**BRIEF:** Update the stretch of the material below, from the line that contains "form [606, 41]." through the end of the material, so that "bush" becomes "hedge" wherever it occurs. Return only that stretch, with everything else left unchanged.

**EXERCISE INPUT:**
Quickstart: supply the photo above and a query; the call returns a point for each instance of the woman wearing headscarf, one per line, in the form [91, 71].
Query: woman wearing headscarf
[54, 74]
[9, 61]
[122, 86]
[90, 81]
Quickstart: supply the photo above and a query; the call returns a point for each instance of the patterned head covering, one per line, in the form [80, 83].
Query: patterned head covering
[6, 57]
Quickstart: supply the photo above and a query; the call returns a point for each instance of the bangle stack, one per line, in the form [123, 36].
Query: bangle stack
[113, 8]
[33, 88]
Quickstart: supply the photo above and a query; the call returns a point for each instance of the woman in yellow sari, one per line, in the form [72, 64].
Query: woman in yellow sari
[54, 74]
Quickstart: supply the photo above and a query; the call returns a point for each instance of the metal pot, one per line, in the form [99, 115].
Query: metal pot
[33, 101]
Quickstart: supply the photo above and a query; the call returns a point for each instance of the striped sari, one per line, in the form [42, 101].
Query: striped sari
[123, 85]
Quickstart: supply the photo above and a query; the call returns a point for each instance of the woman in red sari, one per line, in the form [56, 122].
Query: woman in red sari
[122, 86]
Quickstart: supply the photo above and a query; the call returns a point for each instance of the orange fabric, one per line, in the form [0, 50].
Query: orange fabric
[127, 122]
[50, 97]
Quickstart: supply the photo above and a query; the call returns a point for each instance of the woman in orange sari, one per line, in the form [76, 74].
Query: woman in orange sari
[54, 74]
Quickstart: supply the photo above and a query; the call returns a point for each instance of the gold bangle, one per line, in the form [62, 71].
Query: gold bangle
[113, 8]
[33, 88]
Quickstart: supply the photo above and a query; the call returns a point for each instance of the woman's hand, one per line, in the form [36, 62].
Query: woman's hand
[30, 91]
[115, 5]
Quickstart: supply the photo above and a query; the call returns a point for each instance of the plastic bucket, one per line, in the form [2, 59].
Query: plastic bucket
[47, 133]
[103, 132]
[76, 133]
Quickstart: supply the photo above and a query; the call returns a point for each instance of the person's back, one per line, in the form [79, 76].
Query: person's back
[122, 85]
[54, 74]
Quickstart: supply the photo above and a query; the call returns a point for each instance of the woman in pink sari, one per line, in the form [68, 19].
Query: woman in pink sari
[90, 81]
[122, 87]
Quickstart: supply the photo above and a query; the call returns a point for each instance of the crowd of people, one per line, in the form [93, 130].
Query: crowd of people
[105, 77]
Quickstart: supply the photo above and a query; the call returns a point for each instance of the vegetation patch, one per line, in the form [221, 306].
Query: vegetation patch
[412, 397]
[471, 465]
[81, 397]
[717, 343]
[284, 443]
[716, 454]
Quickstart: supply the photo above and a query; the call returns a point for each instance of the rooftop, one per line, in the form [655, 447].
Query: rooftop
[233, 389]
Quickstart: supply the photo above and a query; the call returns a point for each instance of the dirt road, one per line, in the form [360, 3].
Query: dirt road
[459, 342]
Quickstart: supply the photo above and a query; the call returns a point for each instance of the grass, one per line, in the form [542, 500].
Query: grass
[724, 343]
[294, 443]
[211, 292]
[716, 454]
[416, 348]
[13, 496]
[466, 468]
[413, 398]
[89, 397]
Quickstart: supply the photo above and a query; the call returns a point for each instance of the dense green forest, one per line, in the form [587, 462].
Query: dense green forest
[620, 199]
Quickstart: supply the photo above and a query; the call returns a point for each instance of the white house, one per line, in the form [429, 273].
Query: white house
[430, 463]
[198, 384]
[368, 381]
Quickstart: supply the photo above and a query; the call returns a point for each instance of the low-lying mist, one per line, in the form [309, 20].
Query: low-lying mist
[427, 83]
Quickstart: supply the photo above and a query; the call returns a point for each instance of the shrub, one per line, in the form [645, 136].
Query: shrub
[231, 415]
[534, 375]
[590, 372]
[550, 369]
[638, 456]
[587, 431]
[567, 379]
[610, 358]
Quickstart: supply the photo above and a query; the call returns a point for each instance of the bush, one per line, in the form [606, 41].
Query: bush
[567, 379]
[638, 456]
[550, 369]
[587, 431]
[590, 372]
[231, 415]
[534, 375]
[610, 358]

**SOLUTION FOR THIS PROBLEM:**
Quickstart: supply the photo above and a query; the call returns a point for each instance of the hedge, one per line, in the form [606, 41].
Query: hedge
[567, 379]
[638, 456]
[550, 369]
[587, 431]
[590, 372]
[231, 415]
[534, 375]
[610, 358]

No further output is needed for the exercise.